- What the task requires
Transcribe, exactly as they appear, only the lines from the one holding "For each instance of the translucent" through the end of the entries below.

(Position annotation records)
-- Begin --

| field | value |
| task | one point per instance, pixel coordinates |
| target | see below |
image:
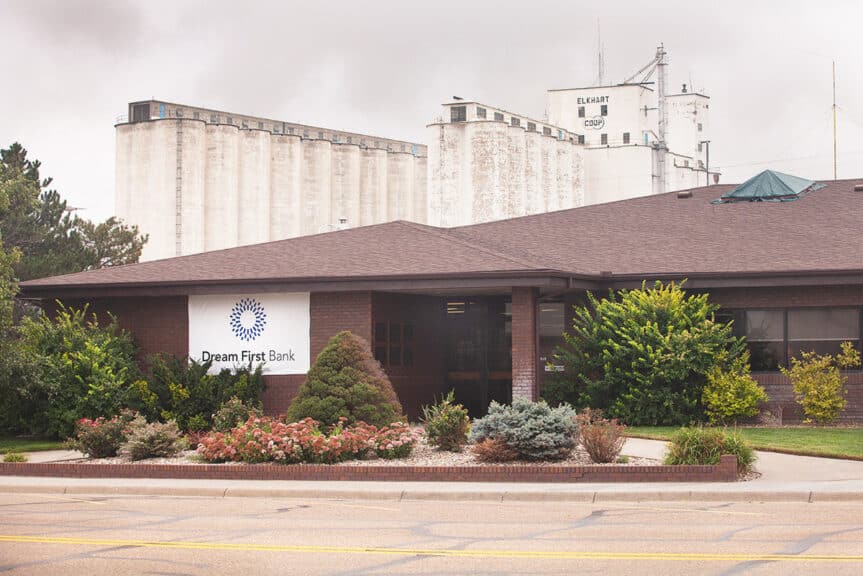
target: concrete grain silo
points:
(345, 185)
(196, 179)
(286, 161)
(400, 181)
(222, 186)
(254, 209)
(316, 195)
(373, 186)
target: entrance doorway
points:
(478, 333)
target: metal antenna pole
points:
(834, 119)
(660, 89)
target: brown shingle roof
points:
(665, 234)
(383, 250)
(653, 235)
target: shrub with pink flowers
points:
(262, 439)
(102, 437)
(393, 441)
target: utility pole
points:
(660, 94)
(834, 120)
(707, 159)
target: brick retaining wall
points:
(725, 471)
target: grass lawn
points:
(28, 444)
(834, 442)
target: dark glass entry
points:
(478, 335)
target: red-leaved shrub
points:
(602, 439)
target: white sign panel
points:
(233, 330)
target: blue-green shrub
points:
(533, 429)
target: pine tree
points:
(346, 381)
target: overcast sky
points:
(70, 68)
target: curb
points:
(583, 496)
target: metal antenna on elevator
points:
(657, 65)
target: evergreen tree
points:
(346, 381)
(51, 240)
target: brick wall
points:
(725, 471)
(525, 353)
(330, 313)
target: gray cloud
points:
(384, 67)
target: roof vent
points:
(770, 186)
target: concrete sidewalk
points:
(784, 478)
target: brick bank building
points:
(479, 308)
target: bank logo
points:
(247, 319)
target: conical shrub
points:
(346, 381)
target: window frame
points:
(786, 357)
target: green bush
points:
(446, 424)
(14, 456)
(696, 445)
(233, 413)
(601, 438)
(152, 440)
(71, 367)
(732, 394)
(819, 387)
(642, 355)
(346, 382)
(532, 429)
(493, 450)
(184, 391)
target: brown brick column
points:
(524, 344)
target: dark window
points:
(822, 330)
(394, 343)
(765, 332)
(774, 335)
(140, 112)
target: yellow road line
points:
(84, 500)
(528, 554)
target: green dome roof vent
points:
(770, 186)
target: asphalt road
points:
(110, 534)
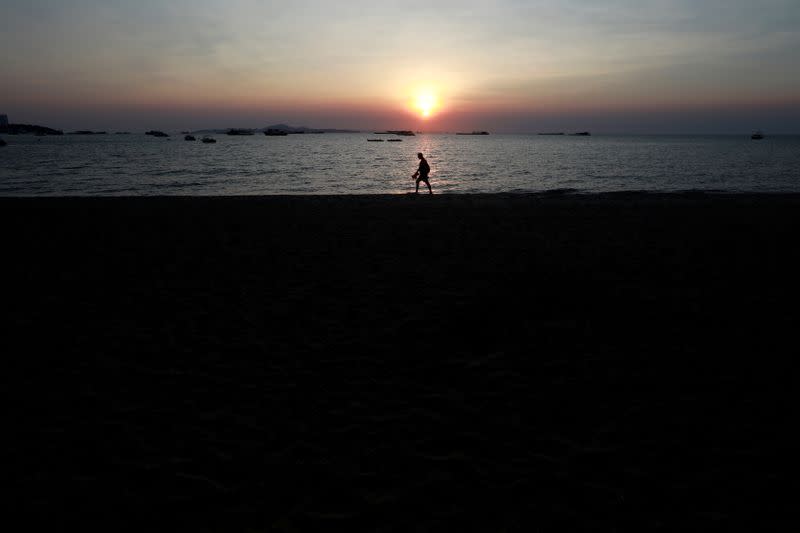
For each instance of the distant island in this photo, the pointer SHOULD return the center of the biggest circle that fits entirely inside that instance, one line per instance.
(28, 129)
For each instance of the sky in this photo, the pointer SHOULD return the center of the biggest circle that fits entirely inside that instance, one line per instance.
(613, 66)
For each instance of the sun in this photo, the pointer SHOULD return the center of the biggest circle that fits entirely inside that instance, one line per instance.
(426, 103)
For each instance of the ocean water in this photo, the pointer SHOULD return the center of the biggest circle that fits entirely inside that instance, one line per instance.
(122, 165)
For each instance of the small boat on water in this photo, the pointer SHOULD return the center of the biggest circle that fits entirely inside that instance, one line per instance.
(402, 133)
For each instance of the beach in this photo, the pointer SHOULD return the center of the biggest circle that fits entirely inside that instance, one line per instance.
(551, 362)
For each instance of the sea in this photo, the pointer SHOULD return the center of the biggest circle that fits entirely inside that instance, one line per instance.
(348, 163)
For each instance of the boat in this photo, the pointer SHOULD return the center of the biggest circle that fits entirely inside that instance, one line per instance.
(403, 133)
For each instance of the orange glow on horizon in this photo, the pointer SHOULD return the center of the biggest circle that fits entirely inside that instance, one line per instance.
(426, 103)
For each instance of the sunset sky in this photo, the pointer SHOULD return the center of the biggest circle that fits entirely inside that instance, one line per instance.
(638, 66)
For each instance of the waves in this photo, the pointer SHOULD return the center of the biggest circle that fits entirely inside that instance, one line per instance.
(346, 164)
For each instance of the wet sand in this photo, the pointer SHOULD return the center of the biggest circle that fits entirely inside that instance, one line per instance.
(493, 363)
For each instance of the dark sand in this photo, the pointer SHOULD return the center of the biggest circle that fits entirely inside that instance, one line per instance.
(492, 363)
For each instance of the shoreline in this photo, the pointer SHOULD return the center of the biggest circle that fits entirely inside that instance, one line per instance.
(310, 362)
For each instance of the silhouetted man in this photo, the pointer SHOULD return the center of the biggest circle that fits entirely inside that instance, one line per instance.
(422, 173)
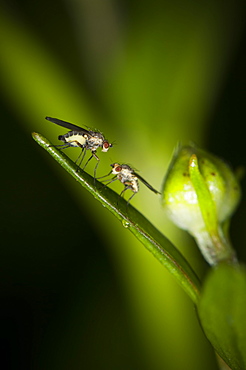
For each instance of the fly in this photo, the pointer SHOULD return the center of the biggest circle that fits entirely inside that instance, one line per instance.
(129, 179)
(82, 138)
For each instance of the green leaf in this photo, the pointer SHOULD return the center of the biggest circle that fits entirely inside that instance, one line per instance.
(133, 220)
(222, 311)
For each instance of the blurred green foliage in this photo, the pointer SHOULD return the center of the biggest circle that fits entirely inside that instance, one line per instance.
(147, 75)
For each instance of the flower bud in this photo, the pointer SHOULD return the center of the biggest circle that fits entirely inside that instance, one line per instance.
(200, 194)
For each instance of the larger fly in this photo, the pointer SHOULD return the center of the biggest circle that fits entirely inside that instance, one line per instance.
(129, 178)
(82, 138)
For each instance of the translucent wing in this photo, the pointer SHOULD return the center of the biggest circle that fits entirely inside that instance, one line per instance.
(146, 183)
(69, 126)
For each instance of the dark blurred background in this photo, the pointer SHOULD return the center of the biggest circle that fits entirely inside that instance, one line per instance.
(76, 289)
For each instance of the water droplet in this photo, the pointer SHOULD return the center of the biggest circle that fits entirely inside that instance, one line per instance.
(125, 223)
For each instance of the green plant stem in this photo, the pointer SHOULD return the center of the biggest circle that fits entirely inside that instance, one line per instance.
(134, 221)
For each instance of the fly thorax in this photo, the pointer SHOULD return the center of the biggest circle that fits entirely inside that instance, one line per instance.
(135, 185)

-- End --

- Exercise result
For each instance of the translucent wing in this photo, the pointer SHOULD return the center of the biggest circle that fits entirely inside that instance, one line per instance.
(146, 183)
(69, 126)
For each instance of the dark blurred background in this photo, the pointer SHOULD return the center of the biggest circle that fits entirely inside that instance, one line per instance.
(76, 289)
For each instance of the water droplet in this photo, the pointer SHOULD return the center of the biggest circle that fits entirely inside that instance, one line per instance.
(125, 223)
For each instance of the green plant stem in this photo, the pointer SHOULD return the center of the biggest circle that fits entirely inside that instance, one line per instance.
(134, 221)
For each instance of the fly thorax in this photo, the pointer SHOULD return the center of the biggest circle that fits entirely inside that instance, one line per instance.
(135, 185)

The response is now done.